● AUFGABENÜBERSICHT:
- a) Gib aus dem Text über den Drachen in der Landschaft den Abschnitt wieder, der mit den Worten „Als ich mich“ beginnt und mit „das Land schlängelte.“ schließt. Tausche dabei „Eichenallee“ gegen „Lindenallee“ aus.
- b) Bitte prüfe, ob die folgenden Aussagen mit dem Text über den Drachen in der Landschaft übereinstimmen, und belege jede Antwort mit „ja“ oder „nein“ und den entscheidenden Worten des Textes. (i) In China werden Flüsse als Drache bezeichnet. (ii) Das Stadtwappen von Murnau zeigt einen roten Lindwurm. (iii) Die Kottmüller Allee war der erzählenden Person vor diesem Spaziergang unbekannt.
- c) Schreibe den Text über den Drachen in der Landschaft im Anschluss an seinen letzten Satz weiter.

● TEXTAUSZUG:

Die Matriarchatsforscherin Heide Göttner-Abendroth nennt die Systematik der „Verteufelung“ die Methode der Umkehrung der Werte. Wir dürfen also davon ausgehen, dass überall wo wir auf die Drachentöter oder Teufel Symbolik stoßen, wir es eigentlich mit alten heiligen Orten der Göttin zu tun haben.
Doch der Drache ist nicht nur Ausdruck für die Uressenz der heiligen Weiblichkeit, er zeigt sich auch in vielfacher Weise in der Landschaft. So werden oftmals Flüsse, wie z.B. in China, als Drache bezeichnet.
Als ich mich mit Murnau, dessen Stadtwappen ein grüner Lindwurm ist und dem Murnauer Moos beschäftigte, fragte ich mich die ganze Zeit, wo der Drache ist? Bis ich mit meinem Hund gemütlich eine alte Eichenallee, die Kottmüller Allee, entlang schlenderte und es mir wie Schuppen von den Augen fiel. Oh mein Gott, wie konnte ich nur so blind sein?! Bin ich diesen Weg doch schon einige Male gegangen, während ich die Aussicht auf die angrenzende Bergkette genoß! Doch dieses Mal sah ich ihn, den mächtigen Erddrachen, den Lindwurm, wie er sich mit seinen gezackten Hügeln durch das Land schlängelte.
Jetzt wo ich das ganze auf mich wirken lasse, sehen die sich überlagernden Gebirgsketten wirklich wie ein riesiger Wurm aus. Wenn ich mir dann noch die Häuser und Straßen wegdenke, dann muss dieser für unsere naturverbundenen Vorfahren unübersehbar gewesen sein! Die Art und Weise wie unsere Vorfahren die Natur betrachteten war nicht analytisch. Wir modernen Menschen sehen hin und sagen „Bergkette, Fluss, Hügel“ und damit haben wir die Landschaft für uns mental erfasst und ihre Analyse abgehakt. Doch der Blick der Naturvölker war ein anderer, er war mehr auf die symbolische Sprache der Landschaft ausgerichtet. Denn um ihr Überleben zu sichern, mussten sie diese auf einer metaphysischen Ebene erfassen. Sie spürten sich hinein, ob sich diese für sie nährend und unterstützend oder eher bedrohlich „anfühlte“. Diese Art, die Umgebung emotional und energetisch zu erfassen ist, wie man am östlichen Feng Shui und der westlichen Geomantie sieht, schon sehr alt. Wir müssen also unseren magischen Blick schulen, wenn wir die Landschaft aus den Augen unserer Vorfahren betrachten möchten.
Ein anderes Phänomen sind Kraftlinien, welches man am Murnauer Moos so wunderschön sieht. Diese Lebensenergielinien, oder Ley Lines wie sie in der Geomantie bezeichnet werden, verbinden energetisch wichtige Punkte miteinander und man findet sie auf der ganzen Welt. Früher befanden sich auf diesen Plätzen oft alte keltische Heiligtümer, wie Grabkammern, Erdhügel oder Steinkreise. Heute findet man auf ihnen durch die kulturelle Überlagerung meistens Kirchen oder Klöster, wie man vom Asam Punkt aus sehen kann. Drei Kirchen welche sich perfekt in einer Linie verbinden, ist aus geomantischer Sicht kein Zufall.

● VORLIEGENDE EINTRÄGE:
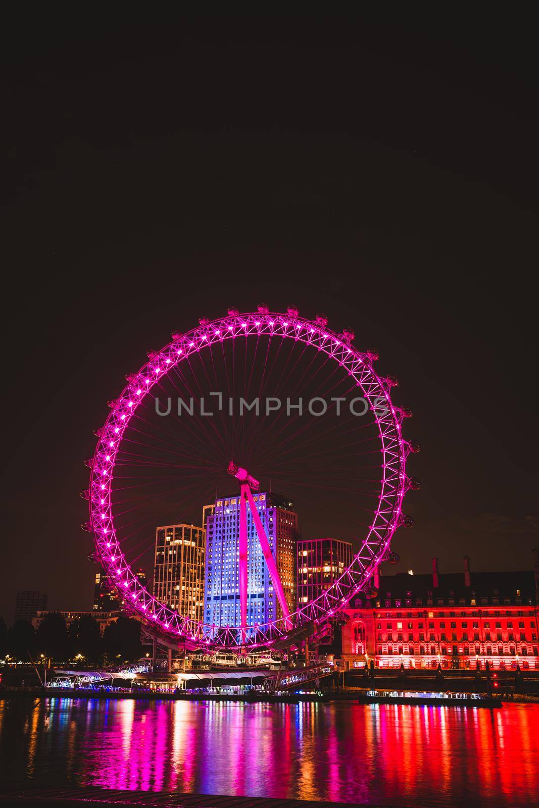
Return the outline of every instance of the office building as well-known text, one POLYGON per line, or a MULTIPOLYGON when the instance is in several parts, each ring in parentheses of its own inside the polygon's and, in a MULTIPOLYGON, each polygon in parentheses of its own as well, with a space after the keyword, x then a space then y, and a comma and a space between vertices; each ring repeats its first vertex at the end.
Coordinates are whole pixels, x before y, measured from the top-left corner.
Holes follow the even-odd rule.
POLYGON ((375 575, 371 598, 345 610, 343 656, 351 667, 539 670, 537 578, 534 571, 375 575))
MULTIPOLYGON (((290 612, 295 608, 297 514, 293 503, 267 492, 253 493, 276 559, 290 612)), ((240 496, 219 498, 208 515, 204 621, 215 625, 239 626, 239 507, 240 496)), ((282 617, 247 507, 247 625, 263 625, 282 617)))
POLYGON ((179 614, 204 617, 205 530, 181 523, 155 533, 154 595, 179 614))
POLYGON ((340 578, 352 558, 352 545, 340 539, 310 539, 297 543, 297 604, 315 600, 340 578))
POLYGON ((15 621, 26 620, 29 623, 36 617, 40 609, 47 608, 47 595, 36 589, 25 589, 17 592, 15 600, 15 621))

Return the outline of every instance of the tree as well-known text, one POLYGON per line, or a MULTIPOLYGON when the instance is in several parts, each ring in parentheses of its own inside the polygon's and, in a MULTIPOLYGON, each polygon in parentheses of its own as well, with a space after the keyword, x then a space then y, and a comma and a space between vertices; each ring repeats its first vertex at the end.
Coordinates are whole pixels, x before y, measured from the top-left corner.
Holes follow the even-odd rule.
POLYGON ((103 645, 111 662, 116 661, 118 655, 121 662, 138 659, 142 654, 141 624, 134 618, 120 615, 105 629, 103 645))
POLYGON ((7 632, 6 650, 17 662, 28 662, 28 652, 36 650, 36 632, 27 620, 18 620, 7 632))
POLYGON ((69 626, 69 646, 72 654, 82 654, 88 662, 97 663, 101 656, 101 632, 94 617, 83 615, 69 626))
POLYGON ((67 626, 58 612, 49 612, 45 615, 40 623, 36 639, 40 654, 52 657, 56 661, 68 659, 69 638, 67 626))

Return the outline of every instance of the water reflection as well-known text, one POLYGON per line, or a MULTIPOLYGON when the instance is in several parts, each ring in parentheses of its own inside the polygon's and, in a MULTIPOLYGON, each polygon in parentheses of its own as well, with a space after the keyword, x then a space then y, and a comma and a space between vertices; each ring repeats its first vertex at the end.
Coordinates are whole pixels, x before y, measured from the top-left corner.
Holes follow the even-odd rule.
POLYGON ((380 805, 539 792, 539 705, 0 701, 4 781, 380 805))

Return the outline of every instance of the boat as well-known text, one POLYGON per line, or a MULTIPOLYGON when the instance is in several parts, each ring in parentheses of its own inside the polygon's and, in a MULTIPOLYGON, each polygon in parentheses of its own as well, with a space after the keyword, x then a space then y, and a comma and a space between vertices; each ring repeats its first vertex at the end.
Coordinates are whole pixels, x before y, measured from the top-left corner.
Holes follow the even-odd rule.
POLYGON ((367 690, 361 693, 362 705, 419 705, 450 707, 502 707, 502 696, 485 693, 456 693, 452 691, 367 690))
* * *
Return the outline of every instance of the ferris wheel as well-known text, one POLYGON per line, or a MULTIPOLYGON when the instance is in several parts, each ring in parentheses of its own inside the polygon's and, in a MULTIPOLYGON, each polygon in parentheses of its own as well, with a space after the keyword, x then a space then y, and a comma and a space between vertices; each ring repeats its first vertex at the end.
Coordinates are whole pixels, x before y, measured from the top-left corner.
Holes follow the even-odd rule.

● ANTWORTEN:
- a)
Als ich mich mit Murnau, dessen Stadtwappen ein grüner Lindwurm ist und dem Murnauer Moos beschäftigte, fragte ich mich die ganze Zeit, wo der Drache ist? Bis ich mit meinem Hund gemütlich eine alte Lindenallee, die Kottmüller Allee, entlang schlenderte und es mir wie Schuppen von den Augen fiel. Oh mein Gott, wie konnte ich nur so blind sein?! Bin ich diesen Weg doch schon einige Male gegangen, während ich die Aussicht auf die angrenzende Bergkette genoß! Doch dieses Mal sah ich ihn, den mächtigen Erddrachen, den Lindwurm, wie er sich mit seinen gezackten Hügeln durch das Land schlängelte.

- b)
(i) Ja: „So werden oftmals Flüsse, wie z.B. in China, als Drache bezeichnet.“
(ii) Nein: „dessen Stadtwappen ein grüner Lindwurm ist“
(iii) Nein: „Bin ich diesen Weg doch schon einige Male gegangen“

- c)
Das Ähndl wurde dem heiligen Georg, dem Drachentöter geweiht, genauso wie die Kirche St. Georg in Weichs, dessen Altarbild einen kampffreudigen Heiligen zeigt. Die Energielinie, auf welcher sich die Kirchen befinden und die bis zum Gipfel des Rauhecks verläuft, wird als “Drachenstich” bezeichnet. Sie stechen dem Lindwurm sozusagen an energetisch sensibler Stelle in den unteren Rücken!
Beim Menschen wird das untere Ende der Wirbelsäule symbolisch als eine schlafende Schlange dargestellt, wenn diese erwacht, dann steht der Mensch in seiner vollen Kraft, denn dies ist der Sitz der Kundalini-Energie, des Lebensfeuers.
Die Kirche in Ohlstadt ist dem heiligen St. Laurentius gewidmet. St. Laurentius nährte die Armen, indem er das Kirchenvermögen mit ihnen teilte. Ebenso ist er der Schutzpatron des offenen Feuers, sowie der Bäcker und Köche. Feuer und Nahrung sind essentielle Faktoren für unser Überleben. Der Festtag des Hl. Laurentius ist Anfang August, ebenso wie das alte keltische Korn-und-Brot Fest, wo der schwangere Leib der Erdgöttin verehrt wird.
Was sagt das über das Murnauer Land aus? Ist es ein Mutter-Land, welches seine Kinder stärkt und nährt, durch die Fülle seiner Pflanzenarten, Heilkräuter, Wiesen und Felder?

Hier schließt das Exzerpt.